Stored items
--- START ---
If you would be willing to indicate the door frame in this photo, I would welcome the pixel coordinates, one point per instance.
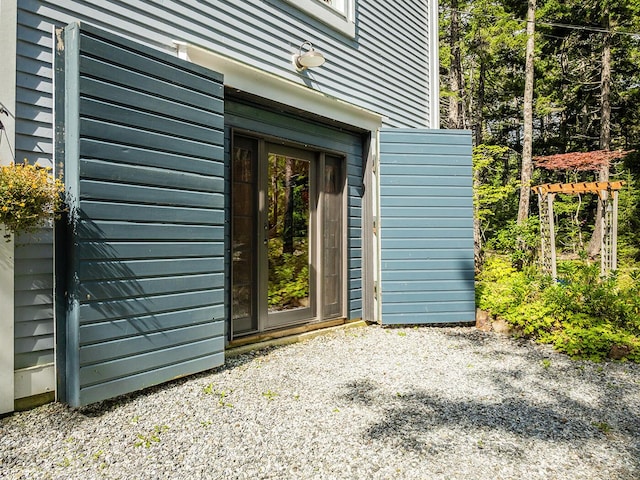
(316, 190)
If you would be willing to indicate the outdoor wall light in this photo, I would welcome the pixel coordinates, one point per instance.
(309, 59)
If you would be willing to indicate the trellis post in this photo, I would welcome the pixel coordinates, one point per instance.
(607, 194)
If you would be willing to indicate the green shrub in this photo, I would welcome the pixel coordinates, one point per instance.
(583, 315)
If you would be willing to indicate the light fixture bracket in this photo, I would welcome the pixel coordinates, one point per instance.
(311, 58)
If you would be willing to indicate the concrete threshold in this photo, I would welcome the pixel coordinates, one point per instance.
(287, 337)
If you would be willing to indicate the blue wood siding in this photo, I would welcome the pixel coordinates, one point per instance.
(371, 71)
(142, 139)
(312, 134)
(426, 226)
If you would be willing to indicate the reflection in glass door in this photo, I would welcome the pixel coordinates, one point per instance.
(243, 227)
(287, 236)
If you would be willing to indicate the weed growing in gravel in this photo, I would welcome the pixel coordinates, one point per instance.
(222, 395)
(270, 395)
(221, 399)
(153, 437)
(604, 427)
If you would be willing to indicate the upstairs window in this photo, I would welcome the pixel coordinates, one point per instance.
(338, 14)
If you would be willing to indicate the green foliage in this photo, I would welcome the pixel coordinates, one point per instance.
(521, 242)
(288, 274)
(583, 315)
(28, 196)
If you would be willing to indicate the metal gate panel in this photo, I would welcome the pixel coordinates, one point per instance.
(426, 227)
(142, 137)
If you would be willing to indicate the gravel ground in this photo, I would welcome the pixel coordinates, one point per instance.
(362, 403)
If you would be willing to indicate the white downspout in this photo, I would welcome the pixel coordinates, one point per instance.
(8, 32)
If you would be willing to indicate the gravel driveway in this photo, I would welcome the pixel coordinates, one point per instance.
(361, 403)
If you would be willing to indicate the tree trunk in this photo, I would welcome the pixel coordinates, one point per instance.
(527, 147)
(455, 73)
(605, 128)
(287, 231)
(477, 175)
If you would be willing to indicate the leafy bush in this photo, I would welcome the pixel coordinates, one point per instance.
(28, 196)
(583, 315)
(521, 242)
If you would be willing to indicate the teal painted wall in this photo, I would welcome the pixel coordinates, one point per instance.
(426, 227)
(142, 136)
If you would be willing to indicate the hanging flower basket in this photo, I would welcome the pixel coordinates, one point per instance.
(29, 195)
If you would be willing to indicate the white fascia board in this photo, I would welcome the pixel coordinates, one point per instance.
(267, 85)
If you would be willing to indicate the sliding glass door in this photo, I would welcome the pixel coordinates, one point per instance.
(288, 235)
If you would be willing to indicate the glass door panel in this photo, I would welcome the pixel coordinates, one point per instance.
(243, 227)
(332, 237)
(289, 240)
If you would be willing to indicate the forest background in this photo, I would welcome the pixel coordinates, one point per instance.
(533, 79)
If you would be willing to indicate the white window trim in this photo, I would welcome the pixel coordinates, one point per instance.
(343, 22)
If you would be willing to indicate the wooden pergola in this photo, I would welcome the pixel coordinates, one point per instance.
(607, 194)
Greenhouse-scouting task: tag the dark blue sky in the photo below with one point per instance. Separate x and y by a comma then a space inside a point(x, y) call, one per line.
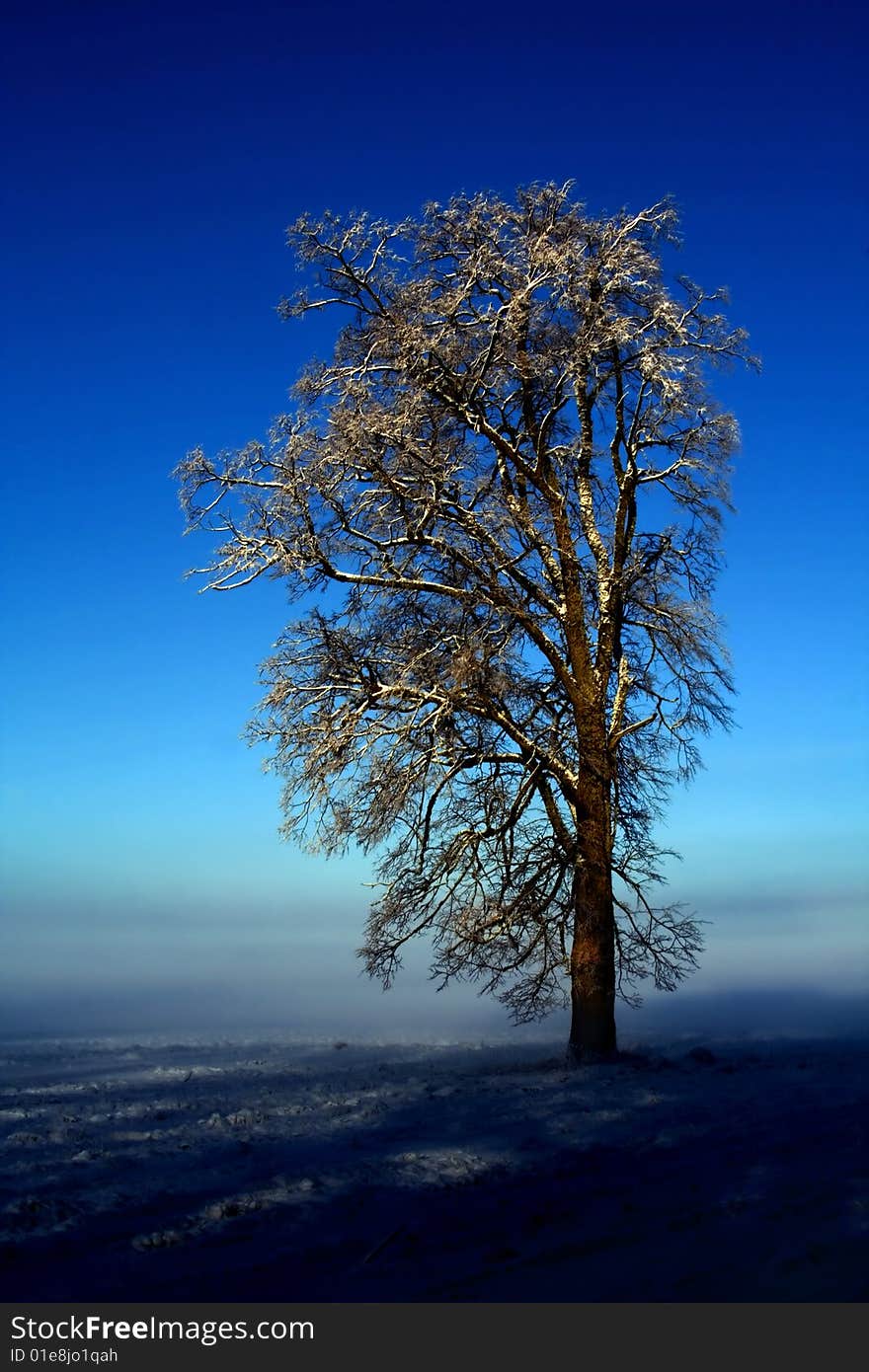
--- END ---
Arrange the lines above as a numbered list, omitting any blank lines and excluding the pictures.

1. If you would be willing to indicate the door frame in this photo, I would welcome the pixel coordinates, one point per instance.
2. (316, 190)
3. If you would be willing to indicate the outdoor wall light in this photo, I would welcome the pixel coordinates, one point per instance.
4. (309, 59)
5. If you would be willing to indicate the trellis post in this photo, I would welcome the pixel coordinates, one point per instance.
6. (607, 194)
7. If you would be willing to indicate the green shrub in this photo, I would welcome the pixel coordinates, one point per instance.
8. (583, 315)
9. If you would be willing to indicate the light fixture bracket in this photo, I would welcome the pixel coordinates, one point per instance.
10. (311, 58)
11. If you would be willing to indicate the concrete threshold in this photo, I would welcome the pixel coordinates, one point per instance.
12. (287, 337)
13. If you would be willing to indicate the blue wood siding in this photo, I would welcome the pixel coordinates, one point per instance.
14. (371, 71)
15. (142, 139)
16. (312, 134)
17. (426, 226)
18. If you would be willing to indicate the reflection in glass door in this photo, I would welcome the pixel coordinates, one point per instance.
19. (243, 227)
20. (287, 236)
21. If you would be willing to indicate the weed growing in gravel in this photo, I would welcome the pixel coordinates, one point per instance.
22. (222, 395)
23. (270, 395)
24. (221, 399)
25. (153, 437)
26. (604, 427)
27. If you would be willing to indicate the upstairs window in this photo, I would welcome the pixel coordinates, one point per instance.
28. (338, 14)
29. If you would be willing to indicate the green foliage in this photo, I would welcome the pixel coordinates, one point per instance.
30. (521, 242)
31. (288, 274)
32. (583, 315)
33. (28, 196)
34. If you would be willing to indicate the metal gate panel in this photo, I would welcome the pixel coordinates, one point per instance.
35. (426, 227)
36. (142, 137)
37. If you would be willing to indicate the gravel ground in this photo, I would welcome the pixel coordinates, one point per instance.
38. (362, 403)
39. If you would be willing to indicate the white downspout in this photo, I would welcome the pixel coordinates, one point per instance.
40. (8, 32)
41. If you would be willing to indicate the gravel driveway in this photo, I would welcome the pixel coordinates, one point per instance.
42. (361, 403)
43. If you would be willing to indicate the tree trunk in this photo, I would welcome the pixel coordinates, one point per instance.
44. (527, 147)
45. (455, 73)
46. (605, 128)
47. (287, 231)
48. (477, 175)
49. If you would be willing to indicate the leafy bush in this photo, I would welcome the pixel coordinates, one point per instance.
50. (28, 196)
51. (583, 315)
52. (521, 242)
53. If you would be willing to indicate the teal painted wall in this photo, I would welcome the pixel coordinates, one point per instance.
54. (426, 227)
55. (142, 136)
56. If you would be willing to indicate the hanging flower basket in this photo, I would welcome the pixel coordinates, one point per instance.
57. (29, 195)
58. If you would be willing to indicate the white fascia board in this photo, I would welcome the pixel coordinates, one point per instance.
59. (267, 85)
60. If you would be willing to indicate the sliding glass door in this photo, I would welcome the pixel coordinates, one point per instance.
61. (288, 235)
62. If you would be willing to indicate the glass door panel in this photo, I would welcome the pixel coordinates, one point per instance.
63. (243, 227)
64. (332, 237)
65. (289, 240)
66. If you would be willing to indicate the forest background in this photo, I would welcome the pixel coordinates, one point per instance.
67. (533, 79)
68. If you would be willing to indicate the white window trim in this photo, I would welcome the pixel coordinates, one point per instance.
69. (343, 22)
70. If you would be willing to indicate the wooden pergola in this photo, I would welcome the pixel coordinates, one point per instance.
71. (607, 194)
72. Greenhouse-scouting task: tag the dark blue sky in the photo below with one point per instance. Separate x and y by a comma then a space inside a point(x, y) call, one per line.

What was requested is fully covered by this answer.